WHAT YOU SHOULD DO: Convert all of the lines below into a numbered list, omitting any blank lines.

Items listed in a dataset
-- begin --

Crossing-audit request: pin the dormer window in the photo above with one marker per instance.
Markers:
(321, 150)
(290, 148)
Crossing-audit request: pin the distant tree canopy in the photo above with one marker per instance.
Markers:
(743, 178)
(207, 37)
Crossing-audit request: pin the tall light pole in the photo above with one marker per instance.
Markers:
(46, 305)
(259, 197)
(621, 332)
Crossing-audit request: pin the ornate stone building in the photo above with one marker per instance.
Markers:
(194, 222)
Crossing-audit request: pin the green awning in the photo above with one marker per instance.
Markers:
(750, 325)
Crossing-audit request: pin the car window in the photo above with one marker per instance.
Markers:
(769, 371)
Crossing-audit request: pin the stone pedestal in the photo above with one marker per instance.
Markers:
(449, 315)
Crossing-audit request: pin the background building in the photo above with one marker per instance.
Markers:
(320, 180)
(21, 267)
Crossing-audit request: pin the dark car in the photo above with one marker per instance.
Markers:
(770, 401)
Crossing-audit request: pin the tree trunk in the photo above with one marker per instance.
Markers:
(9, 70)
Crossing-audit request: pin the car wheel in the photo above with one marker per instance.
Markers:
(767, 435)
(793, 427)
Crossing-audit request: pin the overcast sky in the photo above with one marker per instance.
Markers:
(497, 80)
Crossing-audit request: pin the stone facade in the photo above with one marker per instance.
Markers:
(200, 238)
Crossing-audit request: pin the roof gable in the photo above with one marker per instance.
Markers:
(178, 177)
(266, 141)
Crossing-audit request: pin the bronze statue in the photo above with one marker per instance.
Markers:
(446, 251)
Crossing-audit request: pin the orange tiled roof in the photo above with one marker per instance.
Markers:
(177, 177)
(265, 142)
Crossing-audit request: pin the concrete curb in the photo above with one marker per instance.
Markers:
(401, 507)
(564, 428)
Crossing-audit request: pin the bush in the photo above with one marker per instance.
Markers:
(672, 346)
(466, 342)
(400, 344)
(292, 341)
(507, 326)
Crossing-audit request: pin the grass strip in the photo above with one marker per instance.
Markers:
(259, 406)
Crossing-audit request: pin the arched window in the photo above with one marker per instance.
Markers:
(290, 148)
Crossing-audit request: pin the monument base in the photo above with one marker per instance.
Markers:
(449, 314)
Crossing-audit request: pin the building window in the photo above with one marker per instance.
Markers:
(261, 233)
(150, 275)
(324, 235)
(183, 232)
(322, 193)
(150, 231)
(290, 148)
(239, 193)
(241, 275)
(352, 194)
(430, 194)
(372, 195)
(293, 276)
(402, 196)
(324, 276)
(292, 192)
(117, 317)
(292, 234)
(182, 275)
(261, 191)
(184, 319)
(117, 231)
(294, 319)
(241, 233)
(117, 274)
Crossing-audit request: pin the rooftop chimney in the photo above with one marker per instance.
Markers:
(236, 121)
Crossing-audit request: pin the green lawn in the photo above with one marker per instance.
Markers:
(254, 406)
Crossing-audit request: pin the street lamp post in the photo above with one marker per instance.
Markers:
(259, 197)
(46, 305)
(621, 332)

-- end --

SOLUTION TO THIS TASK:
1. Crossing-audit request: pin the dormer window in the photo above with one marker per instance.
2. Markers:
3. (321, 150)
4. (290, 148)
5. Crossing-audit request: pin the distant tree canopy in the photo above with one marker per instance.
6. Markers:
7. (743, 178)
8. (207, 37)
9. Crossing-audit request: pin the tall light pole in the photo above with one marker per instance.
10. Markers:
11. (46, 305)
12. (259, 197)
13. (621, 332)
14. Crossing-audit request: pin the ornate stone building in the photo above with one marker per instance.
15. Markers:
16. (194, 222)
17. Crossing-audit request: pin the green awning in the photo above with one marker per instance.
18. Markers:
19. (750, 325)
20. Crossing-audit request: pin the car window in the photo above with one marker per instance.
21. Markers:
22. (769, 371)
23. Crossing-audit request: pin the stone pedestal in the photo above with one marker per instance.
24. Markers:
25. (449, 315)
26. Crossing-audit request: pin the background building in the photo above with one marker per instance.
27. Markers:
28. (320, 180)
29. (21, 267)
30. Crossing-audit request: pin the dark car in the photo above with one marker per instance.
31. Markers:
32. (770, 401)
33. Crossing-audit request: pin the tree trunk in the photo above with one marker per instance.
34. Markers:
35. (9, 70)
36. Crossing-audit request: pin the car wheel in the photo above with one marker per instance.
37. Markers:
38. (767, 435)
39. (793, 427)
40. Crossing-audit request: pin the overcast sky in the photo above with one marker per instance.
41. Markers:
42. (497, 80)
43. Crossing-audit request: pin the stone facade in the photo above with one marker per instance.
44. Markers:
45. (200, 238)
46. Crossing-audit request: pin the roof gable in the photo above with one marker per instance.
47. Markers:
48. (178, 177)
49. (266, 141)
50. Crossing-audit request: pin the bronze statue in the photo above with one marker per instance.
51. Markers:
52. (446, 251)
53. Crossing-audit request: pin the orange tiled roof in the photo above with one marker per instance.
54. Markers:
55. (177, 177)
56. (265, 142)
57. Crossing-audit request: pin the concrete curb in the photo above with one marker per instance.
58. Markers:
59. (401, 507)
60. (564, 428)
61. Crossing-audit request: pin the bush in the photo above with one marker per instance.
62. Markers:
63. (672, 346)
64. (466, 342)
65. (400, 344)
66. (292, 341)
67. (507, 326)
68. Crossing-audit request: pin the grass strip in the photo above with one marker per instance.
69. Markers:
70. (259, 406)
71. Crossing-audit request: pin the arched window in the photo above with one marker per instance.
72. Markers:
73. (290, 148)
74. Crossing-audit request: pin the monument base in the photo above with one marker per instance.
75. Markers:
76. (449, 314)
77. Crossing-audit request: pin the building window in the photo above with one marker per instance.
78. Markers:
79. (261, 233)
80. (150, 275)
81. (324, 235)
82. (183, 232)
83. (322, 193)
84. (150, 231)
85. (290, 148)
86. (239, 193)
87. (241, 275)
88. (352, 194)
89. (430, 194)
90. (372, 195)
91. (293, 276)
92. (402, 196)
93. (324, 276)
94. (292, 192)
95. (117, 317)
96. (292, 234)
97. (182, 275)
98. (261, 191)
99. (184, 319)
100. (117, 231)
101. (294, 319)
102. (241, 233)
103. (117, 274)
104. Crossing-audit request: pin the rooftop chimney in the photo above with one marker per instance.
105. Markers:
106. (236, 121)
107. Crossing-audit request: pin the green lawn in the photo above with one marker per instance.
108. Markers:
109. (254, 406)
110. Crossing-audit request: pin the street lamp post in the photo above with one marker per instance.
111. Markers:
112. (259, 197)
113. (46, 305)
114. (621, 332)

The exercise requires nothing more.